The Giants have stated repeatedly that their organizational philosophy going forward will emphasize pitching, defense and team speed. I know that hasn’t been served by some recent contracts (Aubrey Huff, anyone?), but if they want to make pitching the franchise cornerstone then they have to do a couple of deals like this one. I think it means that Lincecum goes elsewhere in 2014 but by then we could see all kinds of things happen. They’ve got solid talent up the middle coming (Gary Brown, Joe Panik) and a surfeit of young catchers they could trade (Hector Sanchez, Tommy Joseph, Andrew Susac) for other pieces. What they don’t have (beyond Bumgarner) are cornerstone pitchers to make it all work. Now they do, although I agree that they take on a lot of risk with this deal, and they pay almost full retail for Matt Cain’s services.

bubba
Guest
bubba
4 years 3 months ago

won’t they own the ballpark outright in 2017?

i think that’s another $15-$20 mil they’ll have to spend on payroll.

Dan M.
Guest
Dan M.
4 years 3 months ago

That’s never stopped any real MLB owners so why should it stop you?

Scott
Guest
Scott
4 years 3 months ago

If I had any faith in Sabean and the front office to identify and attract high-end free agent hitters, I would agree with this post. But this is the same team and management that signed Aaron Rowand to a 5 year deal, Dave Roberts to a 3 year deal (to play CF!), allegedly tried to sign Gary Matthews Jr. and Juan Pierre to multi-year deals, and got outbid on Juan Uribe and Carlos Lee (if I remember correctly). With luck, the scouting department will be able to develop more quality homegrown hitters, and they won’t have to rely on the free agent market too much for hitters.

Dan
Guest
Dan
4 years 3 months ago

this is definitely a valid point!

Sabean Wannabe
Guest
Sabean Wannabe
4 years 3 months ago

Who says they can’t identify the FA hitters? Do you have inside knowledge of their pursuit of FA hitters? To what degree did they pursue Pujols, Fielder, Reyes, Holiday, Texeira, Beltre, Crawford, etc, etc, etc. You don’t know what was done. If the Group A hitters aren’t interested in playing in SF, then its on to Groups B and C and thus some bad contracts.

Naveed
Guest
Naveed
4 years 3 months ago

This is a team that traded for Orlando Cabrera.

The Ghost of Sonny Jackson
Guest
The Ghost of Sonny Jackson
4 years 3 months ago

I am willing to go back in time and make the necessary adjustment for the Gs to have “won” the Carlos Lee sweepstakes.

Dan
Guest
Dan
4 years 3 months ago

Dave, do you think that the fact the Giants have relatively little pitching prospects, but a pretty solid amount of young position talent played into this at all? Homegrown talent is the most economical talent of them all and right now the Giants have an inexpensive Posey and Panda, 3 good catching prospects, Gary Brown, Panik, Belt, and maybe a Crawford, Adrianza, Culberson, or Pegeuro can provide league-average value. That’s a lot of cheap talent. They don’t have anything like that with their pitching.

Wendy Thurm
Member
Member
4 years 3 months ago

That’s exactly why I thought — and explained in my post — why this deal made sense for the Giants.

vivalajeter
Guest
vivalajeter
4 years 3 months ago

“That’s a lot of cheap talent.”

- What to do
A: Answer these questions about the Giants discussion, one per line:
(i) Which two players does the opening comment name as solid talent coming up the middle?
(ii) In the comment that mentions Aaron Rowand, how many years was his deal?
(iii) In what year does one commenter ask whether the team will own the ballpark outright?
B: Print a passage of the Giants discussion word for word, beginning at the words "Dave, do you" and stopping after "for the Giants.".
The region labeling records are separate material with no connection to the Giants discussion.

- Region labeling records
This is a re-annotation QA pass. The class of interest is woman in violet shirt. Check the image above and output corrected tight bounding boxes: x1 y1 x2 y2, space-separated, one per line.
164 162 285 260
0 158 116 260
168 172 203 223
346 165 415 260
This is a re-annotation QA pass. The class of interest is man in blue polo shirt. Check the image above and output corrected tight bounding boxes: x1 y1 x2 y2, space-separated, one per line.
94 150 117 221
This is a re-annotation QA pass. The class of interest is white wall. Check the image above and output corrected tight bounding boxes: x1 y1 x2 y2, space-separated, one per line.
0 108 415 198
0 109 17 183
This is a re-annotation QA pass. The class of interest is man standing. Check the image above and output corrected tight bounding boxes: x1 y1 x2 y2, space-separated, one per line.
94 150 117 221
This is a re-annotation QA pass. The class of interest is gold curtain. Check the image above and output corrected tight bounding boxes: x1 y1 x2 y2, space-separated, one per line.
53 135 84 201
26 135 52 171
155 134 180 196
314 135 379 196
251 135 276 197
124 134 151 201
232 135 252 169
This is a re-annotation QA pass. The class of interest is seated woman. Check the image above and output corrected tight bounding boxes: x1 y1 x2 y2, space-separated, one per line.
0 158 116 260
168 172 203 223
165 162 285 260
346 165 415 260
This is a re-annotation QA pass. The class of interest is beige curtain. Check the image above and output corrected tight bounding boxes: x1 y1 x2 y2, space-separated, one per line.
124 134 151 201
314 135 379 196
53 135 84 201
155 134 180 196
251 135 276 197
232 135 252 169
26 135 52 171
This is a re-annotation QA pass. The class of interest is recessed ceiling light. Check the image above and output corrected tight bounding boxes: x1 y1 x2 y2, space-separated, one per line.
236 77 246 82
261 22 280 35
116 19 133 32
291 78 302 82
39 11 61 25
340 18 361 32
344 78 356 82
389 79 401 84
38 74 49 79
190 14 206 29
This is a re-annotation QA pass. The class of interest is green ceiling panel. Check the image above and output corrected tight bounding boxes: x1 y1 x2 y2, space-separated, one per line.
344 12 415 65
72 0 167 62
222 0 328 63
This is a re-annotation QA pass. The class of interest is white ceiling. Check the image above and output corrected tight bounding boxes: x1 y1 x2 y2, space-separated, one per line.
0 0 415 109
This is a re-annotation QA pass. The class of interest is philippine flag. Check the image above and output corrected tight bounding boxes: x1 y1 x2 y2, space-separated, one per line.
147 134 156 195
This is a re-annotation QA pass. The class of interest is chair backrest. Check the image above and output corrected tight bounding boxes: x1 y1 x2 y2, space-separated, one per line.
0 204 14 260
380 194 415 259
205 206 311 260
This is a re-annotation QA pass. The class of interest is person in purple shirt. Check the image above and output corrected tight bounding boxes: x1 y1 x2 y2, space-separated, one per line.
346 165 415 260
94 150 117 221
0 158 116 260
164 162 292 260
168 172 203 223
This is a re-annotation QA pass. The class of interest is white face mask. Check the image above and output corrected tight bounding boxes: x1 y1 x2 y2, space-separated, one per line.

- Answers by task
A:
(i) Gary Brown and Joe Panik
(ii) Five years
(iii) 2017

B:
Dave, do you think that the fact the Giants have relatively little pitching prospects, but a pretty solid amount of young position talent played into this at all? Homegrown talent is the most economical talent of them all and right now the Giants have an inexpensive Posey and Panda, 3 good catching prospects, Gary Brown, Panik, Belt, and maybe a Crawford, Adrianza, Culberson, or Pegeuro can provide league-average value. That’s a lot of cheap talent. They don’t have anything like that with their pitching.

Wendy Thurm
Member
Member
4 years 3 months ago

That’s exactly why I thought — and explained in my post — why this deal made sense for the Giants.